Tally the lines below containing "blue" and report only the total.

+++ Source material

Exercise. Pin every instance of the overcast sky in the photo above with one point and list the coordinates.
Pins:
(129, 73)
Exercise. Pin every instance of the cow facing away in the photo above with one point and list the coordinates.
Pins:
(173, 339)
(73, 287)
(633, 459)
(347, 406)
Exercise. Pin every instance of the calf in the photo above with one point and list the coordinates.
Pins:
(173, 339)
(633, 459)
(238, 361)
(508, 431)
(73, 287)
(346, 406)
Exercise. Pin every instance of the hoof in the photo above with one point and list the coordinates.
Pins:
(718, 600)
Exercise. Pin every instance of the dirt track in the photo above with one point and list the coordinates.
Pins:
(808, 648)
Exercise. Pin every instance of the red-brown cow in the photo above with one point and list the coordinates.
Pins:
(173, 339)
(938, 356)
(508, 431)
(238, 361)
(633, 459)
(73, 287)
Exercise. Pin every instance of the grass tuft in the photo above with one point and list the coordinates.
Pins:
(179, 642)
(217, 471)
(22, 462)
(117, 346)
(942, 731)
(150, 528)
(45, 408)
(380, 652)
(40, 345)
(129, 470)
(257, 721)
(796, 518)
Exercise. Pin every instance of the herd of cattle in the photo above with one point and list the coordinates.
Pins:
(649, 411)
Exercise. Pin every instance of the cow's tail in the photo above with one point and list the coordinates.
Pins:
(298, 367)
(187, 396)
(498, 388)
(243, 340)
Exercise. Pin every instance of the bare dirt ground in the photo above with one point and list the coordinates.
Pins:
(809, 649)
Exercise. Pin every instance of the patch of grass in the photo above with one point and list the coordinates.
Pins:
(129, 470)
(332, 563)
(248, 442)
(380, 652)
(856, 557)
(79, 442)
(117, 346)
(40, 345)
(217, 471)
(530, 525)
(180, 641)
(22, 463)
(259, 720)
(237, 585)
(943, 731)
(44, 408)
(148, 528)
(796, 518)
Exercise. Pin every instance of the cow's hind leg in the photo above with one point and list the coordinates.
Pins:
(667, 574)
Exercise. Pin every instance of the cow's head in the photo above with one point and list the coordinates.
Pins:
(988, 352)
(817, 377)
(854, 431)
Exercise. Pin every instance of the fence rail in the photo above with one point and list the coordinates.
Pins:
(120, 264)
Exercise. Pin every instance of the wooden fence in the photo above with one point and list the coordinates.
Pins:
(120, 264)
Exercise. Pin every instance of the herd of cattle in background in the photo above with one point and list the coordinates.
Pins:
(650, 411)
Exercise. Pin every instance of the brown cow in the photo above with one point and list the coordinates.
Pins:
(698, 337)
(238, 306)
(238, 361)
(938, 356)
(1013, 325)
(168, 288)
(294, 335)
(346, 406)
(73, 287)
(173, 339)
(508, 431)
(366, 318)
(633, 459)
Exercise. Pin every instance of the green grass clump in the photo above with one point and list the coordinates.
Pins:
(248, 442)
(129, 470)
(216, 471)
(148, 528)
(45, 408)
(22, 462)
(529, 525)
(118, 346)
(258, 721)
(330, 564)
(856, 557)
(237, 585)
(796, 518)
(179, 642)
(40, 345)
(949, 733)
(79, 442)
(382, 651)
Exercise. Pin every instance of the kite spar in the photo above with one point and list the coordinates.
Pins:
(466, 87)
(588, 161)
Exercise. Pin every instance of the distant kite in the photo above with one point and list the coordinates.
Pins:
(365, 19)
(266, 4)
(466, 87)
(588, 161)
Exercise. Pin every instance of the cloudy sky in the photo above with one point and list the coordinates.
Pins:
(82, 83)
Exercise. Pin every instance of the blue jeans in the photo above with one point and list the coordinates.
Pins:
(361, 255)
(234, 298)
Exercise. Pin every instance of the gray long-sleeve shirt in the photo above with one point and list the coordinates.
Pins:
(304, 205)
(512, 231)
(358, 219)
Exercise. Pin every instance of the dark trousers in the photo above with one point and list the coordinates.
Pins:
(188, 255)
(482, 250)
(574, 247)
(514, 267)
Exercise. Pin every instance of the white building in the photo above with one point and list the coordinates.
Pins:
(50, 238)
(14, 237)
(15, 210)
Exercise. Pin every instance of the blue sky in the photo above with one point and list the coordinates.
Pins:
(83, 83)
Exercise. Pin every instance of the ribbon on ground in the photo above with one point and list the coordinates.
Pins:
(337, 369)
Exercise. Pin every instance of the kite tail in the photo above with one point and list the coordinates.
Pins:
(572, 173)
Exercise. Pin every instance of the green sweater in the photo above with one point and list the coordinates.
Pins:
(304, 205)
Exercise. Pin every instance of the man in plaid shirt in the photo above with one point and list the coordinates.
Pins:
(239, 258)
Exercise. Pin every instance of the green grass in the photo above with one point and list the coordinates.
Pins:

++++++

_Written reply_
2